Provided records
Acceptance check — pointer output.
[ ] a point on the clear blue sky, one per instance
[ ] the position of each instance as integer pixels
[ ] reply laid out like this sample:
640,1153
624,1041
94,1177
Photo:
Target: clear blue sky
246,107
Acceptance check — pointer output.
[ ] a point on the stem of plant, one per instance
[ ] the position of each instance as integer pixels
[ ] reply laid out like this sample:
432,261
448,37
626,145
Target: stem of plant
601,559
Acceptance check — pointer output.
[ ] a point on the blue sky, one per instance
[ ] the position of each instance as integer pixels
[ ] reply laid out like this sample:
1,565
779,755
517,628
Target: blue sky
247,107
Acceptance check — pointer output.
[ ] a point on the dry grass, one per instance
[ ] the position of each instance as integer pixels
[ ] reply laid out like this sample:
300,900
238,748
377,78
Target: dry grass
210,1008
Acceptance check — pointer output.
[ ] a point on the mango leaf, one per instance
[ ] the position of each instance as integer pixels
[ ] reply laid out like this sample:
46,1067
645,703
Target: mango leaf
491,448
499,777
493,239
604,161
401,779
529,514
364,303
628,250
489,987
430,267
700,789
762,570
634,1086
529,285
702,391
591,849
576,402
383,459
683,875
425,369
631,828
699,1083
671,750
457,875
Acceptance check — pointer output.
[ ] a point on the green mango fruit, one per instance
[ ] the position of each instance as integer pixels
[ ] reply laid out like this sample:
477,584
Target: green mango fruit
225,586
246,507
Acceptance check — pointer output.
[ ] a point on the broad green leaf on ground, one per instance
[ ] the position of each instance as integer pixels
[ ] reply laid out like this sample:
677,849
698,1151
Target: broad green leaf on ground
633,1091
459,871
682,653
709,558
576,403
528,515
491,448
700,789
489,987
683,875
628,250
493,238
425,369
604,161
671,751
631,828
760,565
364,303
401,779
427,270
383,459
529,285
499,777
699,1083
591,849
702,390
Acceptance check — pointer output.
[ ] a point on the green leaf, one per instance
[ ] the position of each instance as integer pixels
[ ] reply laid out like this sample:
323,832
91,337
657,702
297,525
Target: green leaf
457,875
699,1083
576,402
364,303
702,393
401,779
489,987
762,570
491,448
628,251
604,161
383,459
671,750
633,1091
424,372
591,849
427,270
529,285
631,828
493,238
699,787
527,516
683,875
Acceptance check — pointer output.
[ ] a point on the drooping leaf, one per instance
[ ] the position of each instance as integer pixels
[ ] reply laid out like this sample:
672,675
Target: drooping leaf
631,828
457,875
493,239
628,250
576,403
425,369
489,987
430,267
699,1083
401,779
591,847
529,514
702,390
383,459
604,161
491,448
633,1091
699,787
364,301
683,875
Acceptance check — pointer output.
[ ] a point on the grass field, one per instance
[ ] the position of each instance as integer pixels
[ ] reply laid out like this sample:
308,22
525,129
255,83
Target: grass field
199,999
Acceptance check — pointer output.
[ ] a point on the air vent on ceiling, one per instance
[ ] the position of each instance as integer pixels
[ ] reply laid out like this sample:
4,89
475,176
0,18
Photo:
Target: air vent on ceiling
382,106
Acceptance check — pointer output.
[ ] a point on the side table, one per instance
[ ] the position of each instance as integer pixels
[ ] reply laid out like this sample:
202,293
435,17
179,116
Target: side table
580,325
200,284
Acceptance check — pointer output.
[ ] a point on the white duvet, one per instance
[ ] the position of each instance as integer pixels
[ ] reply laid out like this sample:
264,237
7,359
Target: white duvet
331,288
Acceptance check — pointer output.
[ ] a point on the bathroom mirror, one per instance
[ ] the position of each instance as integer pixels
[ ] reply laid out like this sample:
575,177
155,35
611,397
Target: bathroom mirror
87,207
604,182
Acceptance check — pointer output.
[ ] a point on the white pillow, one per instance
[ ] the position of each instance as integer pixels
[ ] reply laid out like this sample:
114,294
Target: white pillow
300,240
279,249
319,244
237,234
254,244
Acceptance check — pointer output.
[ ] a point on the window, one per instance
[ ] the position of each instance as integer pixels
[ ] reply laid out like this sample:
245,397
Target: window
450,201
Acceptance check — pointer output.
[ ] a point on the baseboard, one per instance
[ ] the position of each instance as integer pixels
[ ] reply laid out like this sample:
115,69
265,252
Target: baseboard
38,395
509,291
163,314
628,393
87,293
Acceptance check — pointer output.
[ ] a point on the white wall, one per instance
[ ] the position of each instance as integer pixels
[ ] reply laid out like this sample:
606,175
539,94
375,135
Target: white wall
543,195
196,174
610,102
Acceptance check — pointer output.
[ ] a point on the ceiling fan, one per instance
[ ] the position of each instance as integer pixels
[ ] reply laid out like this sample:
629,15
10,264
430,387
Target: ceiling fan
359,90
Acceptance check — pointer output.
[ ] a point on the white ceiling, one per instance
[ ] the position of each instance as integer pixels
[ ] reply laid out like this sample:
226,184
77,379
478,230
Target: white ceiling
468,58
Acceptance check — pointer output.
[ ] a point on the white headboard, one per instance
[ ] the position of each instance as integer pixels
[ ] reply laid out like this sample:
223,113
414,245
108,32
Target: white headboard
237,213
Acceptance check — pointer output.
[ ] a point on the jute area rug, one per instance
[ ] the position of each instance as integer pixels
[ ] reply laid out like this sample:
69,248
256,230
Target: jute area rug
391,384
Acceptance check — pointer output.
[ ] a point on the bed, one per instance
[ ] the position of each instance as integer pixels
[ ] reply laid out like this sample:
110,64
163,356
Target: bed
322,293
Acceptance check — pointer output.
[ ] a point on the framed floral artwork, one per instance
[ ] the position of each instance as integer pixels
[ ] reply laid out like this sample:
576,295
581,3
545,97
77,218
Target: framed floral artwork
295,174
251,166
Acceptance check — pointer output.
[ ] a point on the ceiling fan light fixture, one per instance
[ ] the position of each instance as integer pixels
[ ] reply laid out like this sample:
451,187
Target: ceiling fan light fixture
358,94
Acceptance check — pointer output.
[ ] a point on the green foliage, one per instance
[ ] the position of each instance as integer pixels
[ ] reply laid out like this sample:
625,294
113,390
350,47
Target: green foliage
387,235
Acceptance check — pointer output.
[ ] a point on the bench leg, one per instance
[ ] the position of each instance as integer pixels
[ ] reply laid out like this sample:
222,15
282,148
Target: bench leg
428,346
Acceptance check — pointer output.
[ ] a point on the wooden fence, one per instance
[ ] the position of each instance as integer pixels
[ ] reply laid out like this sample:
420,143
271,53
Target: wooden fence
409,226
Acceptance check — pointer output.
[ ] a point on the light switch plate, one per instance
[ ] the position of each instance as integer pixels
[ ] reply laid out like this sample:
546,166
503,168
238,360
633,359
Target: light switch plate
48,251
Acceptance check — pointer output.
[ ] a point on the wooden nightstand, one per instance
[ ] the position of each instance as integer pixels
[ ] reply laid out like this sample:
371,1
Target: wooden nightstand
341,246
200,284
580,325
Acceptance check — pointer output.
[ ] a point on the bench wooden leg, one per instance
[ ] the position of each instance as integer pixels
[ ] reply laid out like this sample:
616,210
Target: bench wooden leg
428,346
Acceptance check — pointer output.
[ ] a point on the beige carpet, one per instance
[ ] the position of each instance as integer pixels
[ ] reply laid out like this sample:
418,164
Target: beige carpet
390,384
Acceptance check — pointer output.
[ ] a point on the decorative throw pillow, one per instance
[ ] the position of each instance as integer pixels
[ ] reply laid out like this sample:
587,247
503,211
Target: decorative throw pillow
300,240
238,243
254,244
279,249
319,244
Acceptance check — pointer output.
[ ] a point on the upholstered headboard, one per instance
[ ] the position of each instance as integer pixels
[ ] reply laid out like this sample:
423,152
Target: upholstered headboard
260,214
==
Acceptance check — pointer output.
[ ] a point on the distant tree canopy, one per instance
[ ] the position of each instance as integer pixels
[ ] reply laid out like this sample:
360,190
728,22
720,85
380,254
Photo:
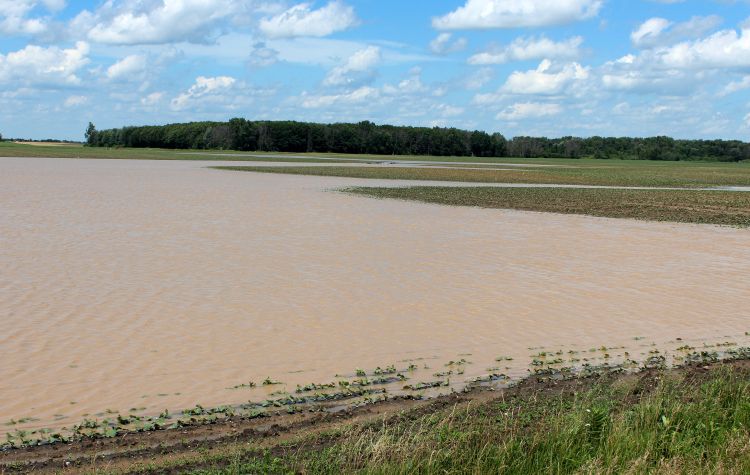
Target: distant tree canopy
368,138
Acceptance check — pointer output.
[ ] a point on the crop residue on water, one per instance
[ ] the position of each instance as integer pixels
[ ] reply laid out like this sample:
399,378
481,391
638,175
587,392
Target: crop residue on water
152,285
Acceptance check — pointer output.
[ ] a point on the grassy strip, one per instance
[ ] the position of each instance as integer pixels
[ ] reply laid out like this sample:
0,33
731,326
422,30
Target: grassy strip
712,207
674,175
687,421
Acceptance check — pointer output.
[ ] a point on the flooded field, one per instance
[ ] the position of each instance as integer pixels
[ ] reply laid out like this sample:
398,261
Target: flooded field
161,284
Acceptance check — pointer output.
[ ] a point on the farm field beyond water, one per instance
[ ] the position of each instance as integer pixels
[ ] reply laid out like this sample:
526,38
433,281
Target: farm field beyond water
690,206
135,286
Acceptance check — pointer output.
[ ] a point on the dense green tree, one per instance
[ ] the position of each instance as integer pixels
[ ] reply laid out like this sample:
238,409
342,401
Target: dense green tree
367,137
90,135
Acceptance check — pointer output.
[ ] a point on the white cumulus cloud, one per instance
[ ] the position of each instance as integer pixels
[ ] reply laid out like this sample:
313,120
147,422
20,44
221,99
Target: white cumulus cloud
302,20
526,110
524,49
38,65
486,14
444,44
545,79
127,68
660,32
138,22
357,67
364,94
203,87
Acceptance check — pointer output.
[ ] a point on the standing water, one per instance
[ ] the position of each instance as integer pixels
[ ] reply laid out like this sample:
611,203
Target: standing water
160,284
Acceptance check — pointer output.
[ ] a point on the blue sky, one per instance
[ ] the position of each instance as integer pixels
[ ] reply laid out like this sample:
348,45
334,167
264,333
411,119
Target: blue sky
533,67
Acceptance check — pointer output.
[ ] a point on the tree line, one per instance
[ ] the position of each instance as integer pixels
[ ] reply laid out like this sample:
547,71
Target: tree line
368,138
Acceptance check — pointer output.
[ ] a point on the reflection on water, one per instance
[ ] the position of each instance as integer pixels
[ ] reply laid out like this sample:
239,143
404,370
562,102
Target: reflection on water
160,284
---
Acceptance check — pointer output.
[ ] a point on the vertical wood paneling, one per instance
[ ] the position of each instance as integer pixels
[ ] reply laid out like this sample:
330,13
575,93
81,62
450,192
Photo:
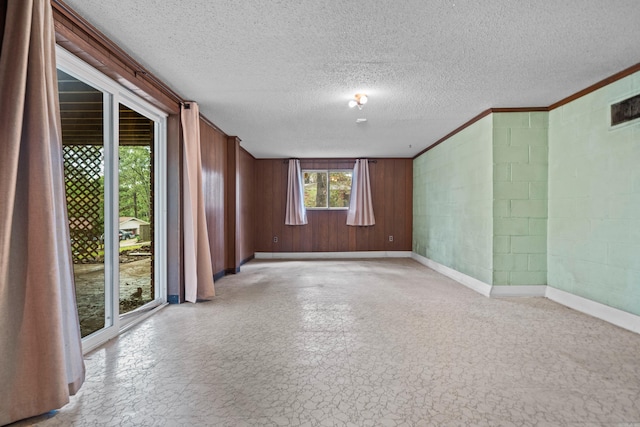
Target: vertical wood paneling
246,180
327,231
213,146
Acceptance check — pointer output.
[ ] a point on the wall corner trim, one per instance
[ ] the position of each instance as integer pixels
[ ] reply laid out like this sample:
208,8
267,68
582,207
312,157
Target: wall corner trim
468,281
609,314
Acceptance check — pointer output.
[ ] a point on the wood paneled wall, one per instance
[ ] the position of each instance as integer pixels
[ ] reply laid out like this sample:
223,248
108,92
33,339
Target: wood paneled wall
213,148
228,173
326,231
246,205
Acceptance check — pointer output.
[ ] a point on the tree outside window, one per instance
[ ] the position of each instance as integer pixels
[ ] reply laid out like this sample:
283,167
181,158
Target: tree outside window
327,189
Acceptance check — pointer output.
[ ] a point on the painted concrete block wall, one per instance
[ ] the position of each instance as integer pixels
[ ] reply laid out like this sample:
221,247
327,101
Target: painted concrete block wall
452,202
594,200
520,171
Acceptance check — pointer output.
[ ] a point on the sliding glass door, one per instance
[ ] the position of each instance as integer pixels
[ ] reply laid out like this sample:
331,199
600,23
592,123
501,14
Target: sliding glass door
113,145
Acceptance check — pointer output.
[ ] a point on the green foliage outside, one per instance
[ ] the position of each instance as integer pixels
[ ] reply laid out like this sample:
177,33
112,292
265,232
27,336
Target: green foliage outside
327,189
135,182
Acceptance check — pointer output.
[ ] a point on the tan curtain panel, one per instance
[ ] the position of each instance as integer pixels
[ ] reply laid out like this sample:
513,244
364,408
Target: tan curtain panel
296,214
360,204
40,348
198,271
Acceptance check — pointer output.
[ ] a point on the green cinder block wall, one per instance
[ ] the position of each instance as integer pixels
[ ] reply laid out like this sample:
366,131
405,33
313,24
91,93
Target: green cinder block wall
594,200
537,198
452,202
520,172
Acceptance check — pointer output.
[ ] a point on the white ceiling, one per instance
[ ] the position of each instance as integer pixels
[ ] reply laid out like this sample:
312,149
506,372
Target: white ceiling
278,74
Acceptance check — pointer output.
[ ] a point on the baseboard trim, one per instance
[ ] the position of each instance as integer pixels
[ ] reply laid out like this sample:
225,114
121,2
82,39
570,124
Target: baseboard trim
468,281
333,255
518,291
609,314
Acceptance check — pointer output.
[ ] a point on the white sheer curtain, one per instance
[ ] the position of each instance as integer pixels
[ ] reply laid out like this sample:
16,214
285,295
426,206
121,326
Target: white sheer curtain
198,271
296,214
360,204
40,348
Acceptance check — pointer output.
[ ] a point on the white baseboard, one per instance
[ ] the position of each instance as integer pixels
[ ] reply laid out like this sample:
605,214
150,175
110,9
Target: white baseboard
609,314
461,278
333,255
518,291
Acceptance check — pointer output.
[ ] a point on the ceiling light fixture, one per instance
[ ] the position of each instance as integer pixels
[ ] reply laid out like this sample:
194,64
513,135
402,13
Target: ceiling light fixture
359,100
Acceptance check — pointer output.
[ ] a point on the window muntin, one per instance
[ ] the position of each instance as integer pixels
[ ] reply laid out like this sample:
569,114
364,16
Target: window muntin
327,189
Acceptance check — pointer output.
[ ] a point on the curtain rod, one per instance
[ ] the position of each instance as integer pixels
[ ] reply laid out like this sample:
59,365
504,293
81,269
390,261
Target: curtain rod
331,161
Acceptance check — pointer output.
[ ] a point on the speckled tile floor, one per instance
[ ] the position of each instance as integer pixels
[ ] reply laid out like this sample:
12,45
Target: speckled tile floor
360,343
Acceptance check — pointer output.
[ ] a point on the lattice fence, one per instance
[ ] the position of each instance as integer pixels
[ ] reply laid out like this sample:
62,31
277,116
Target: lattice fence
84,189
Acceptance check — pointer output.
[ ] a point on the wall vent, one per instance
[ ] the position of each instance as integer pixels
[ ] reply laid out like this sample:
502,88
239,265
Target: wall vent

To do
Each line in the entries above, starting at the line with "[ ] a point on the baseboard trim, one" and ending at the line with "[ ] a point on the white baseboard, one", is to be printed exactly, and only those lines.

Solution for this problem
[ ] a point on the baseboard trim, one per instance
[ ] the position of each instance as integer pixels
[ ] reply laid out like this sample:
225,114
121,2
82,39
570,124
Target: baseboard trim
468,281
333,255
518,291
609,314
Acceptance check — pointer output.
[ ] a point on the white sheer curtain, one per instance
[ ] the position of each instance as integer pixels
[ ] reply laid out like this sample:
16,214
285,295
426,206
121,326
Target: white sheer curtain
198,271
296,214
360,204
40,348
Acceptance check — pointer output.
[ ] a point on the white baseboard, one per instance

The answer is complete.